Work to complete
Decide whether each statement below agrees with the forum thread about a Bernese Mountain Dog/Blue Heeler mix, and answer yes or no with the deciding words of the thread quoted exactly. 1. The person who started the thread already owns a dog of this mix. 2. Susie came free from an Oops litter. 3. One reply says a reputable breeder who crosses these two breeds is easy to find.

Source document
# Bernese Mountain Dog/Blue Heeler Mix



## wattybm (Jun 27, 2011)

Hi everyone

I've been trying to find a picture of an adult Bernese Mountain Dog/Blue Heeler Mix but have been unsuccessful. Does anyone have a mix like this or know where I can find a pic?

Cheers


----------



## Kyllobernese (Feb 5, 2008)

Do you have a dog of this cross? If so, post a picture and there are a lot of people on here that can give you their guess if that is what it is. I have a Bernese Mountain dog cross. Her mother was a Bernese and the nearest guess for the father was Border Collie x Labrador.


----------



## wattybm (Jun 27, 2011)

I'm actually looking to get a pup of this mix. I was wondering what tI could expect as it gets older.


----------



## Independent George (Mar 26, 2009)

Is there any particular reason why you want this mix? Those two breeds are about as opposite as you can imagine, and you're not likely to find a reputable breeder who crosses them.


----------



## Kyllobernese (Feb 5, 2008)

I hope you are not planning on buying a dog of this mix. If it ended up with the drive of the Heeler and the heavier build of the Bernese you could be in trouble. I got Susie free from an Oops litter and although she is a really good dog, I am afraid she has inherited the shorter life of the Bernese. My sister's 16 year old Shepherd cross gets around better than she does.


----------



## PatchworkRobot (Aug 24, 2010)

Data listing

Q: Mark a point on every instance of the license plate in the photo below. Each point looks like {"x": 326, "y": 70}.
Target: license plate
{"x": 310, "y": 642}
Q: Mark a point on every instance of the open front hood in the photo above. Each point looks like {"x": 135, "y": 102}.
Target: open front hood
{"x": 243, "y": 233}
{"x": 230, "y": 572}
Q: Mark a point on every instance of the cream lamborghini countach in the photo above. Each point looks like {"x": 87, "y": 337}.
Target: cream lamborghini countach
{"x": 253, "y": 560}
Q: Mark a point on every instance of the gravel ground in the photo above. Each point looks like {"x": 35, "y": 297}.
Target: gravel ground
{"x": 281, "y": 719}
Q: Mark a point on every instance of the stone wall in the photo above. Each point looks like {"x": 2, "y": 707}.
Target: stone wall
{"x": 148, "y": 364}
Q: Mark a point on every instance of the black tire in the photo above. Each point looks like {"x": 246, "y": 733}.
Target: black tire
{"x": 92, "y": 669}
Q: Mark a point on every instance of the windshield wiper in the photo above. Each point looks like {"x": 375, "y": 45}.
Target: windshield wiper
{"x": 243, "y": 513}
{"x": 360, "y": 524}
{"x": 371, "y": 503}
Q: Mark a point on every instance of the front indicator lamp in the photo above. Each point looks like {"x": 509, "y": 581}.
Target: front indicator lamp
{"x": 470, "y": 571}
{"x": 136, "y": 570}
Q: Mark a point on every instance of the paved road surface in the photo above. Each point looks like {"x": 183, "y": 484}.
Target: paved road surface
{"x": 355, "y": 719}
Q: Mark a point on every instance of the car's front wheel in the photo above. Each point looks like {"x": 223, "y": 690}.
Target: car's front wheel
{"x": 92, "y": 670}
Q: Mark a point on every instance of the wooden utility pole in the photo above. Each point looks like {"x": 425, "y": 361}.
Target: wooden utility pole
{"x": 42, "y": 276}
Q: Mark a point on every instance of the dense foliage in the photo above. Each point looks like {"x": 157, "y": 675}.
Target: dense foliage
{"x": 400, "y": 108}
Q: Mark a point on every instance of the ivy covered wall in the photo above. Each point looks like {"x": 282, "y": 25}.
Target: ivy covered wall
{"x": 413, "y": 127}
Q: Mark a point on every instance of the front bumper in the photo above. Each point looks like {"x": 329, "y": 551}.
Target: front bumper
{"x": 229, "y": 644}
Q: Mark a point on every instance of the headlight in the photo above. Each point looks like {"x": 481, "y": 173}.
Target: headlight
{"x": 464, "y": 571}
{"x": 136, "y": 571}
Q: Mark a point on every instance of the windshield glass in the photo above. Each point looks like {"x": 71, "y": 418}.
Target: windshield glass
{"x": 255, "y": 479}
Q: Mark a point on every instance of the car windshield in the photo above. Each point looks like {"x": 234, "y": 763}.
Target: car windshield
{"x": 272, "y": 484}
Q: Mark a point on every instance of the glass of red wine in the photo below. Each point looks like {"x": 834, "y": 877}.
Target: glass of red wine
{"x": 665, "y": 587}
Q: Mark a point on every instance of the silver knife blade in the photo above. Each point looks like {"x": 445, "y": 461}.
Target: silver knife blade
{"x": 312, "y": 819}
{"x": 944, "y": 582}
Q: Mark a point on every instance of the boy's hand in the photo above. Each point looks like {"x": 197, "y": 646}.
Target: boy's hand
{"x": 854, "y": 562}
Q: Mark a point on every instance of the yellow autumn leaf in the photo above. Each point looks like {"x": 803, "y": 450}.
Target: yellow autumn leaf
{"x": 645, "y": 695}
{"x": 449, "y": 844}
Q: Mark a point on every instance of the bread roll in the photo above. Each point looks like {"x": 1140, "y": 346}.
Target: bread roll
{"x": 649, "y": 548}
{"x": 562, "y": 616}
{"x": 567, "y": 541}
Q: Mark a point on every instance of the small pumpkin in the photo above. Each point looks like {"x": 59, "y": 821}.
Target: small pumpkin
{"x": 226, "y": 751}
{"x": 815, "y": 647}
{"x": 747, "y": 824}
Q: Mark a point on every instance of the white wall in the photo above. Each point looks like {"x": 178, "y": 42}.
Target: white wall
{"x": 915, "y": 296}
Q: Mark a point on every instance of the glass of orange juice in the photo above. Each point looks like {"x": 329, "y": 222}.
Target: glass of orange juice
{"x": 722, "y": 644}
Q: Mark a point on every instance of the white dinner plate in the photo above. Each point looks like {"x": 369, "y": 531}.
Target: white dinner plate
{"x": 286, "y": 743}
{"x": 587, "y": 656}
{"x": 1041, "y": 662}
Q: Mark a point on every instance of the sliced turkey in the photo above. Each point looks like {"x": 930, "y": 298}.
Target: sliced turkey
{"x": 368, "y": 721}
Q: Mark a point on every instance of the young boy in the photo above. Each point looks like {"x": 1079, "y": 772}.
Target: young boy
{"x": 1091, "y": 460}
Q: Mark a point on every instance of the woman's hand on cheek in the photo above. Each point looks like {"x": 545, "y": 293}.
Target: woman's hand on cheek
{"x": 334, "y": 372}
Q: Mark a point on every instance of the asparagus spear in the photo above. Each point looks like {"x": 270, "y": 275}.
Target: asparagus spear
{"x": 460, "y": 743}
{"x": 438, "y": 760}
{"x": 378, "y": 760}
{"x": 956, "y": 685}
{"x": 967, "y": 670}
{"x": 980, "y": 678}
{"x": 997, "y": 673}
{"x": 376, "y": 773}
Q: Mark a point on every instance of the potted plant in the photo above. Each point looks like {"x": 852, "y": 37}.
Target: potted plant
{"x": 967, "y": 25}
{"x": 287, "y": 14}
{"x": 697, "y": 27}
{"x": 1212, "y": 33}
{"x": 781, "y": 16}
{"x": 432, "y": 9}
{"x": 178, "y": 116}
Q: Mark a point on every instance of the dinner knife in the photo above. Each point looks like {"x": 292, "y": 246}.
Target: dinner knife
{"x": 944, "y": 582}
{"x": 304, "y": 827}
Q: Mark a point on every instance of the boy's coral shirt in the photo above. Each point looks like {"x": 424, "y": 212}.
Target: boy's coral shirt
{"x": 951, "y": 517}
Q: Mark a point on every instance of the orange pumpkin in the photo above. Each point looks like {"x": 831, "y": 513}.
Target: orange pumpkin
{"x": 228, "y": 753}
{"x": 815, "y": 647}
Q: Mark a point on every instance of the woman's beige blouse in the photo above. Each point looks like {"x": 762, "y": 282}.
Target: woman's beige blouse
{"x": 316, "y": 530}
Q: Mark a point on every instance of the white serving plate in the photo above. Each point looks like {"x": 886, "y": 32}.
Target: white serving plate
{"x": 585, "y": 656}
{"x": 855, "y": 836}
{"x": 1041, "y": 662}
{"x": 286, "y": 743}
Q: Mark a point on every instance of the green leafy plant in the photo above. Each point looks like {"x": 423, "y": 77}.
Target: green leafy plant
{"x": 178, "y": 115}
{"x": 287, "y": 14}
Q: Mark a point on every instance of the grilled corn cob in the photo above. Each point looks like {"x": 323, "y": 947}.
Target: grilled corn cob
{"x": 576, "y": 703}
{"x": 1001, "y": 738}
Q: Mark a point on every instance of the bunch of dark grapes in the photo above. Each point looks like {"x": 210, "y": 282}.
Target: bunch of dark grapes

Solution below
1. No: "I'm actually looking to get a pup of this mix."
2. Yes: "I got Susie free from an Oops litter"
3. No: "you're not likely to find a reputable breeder who crosses them."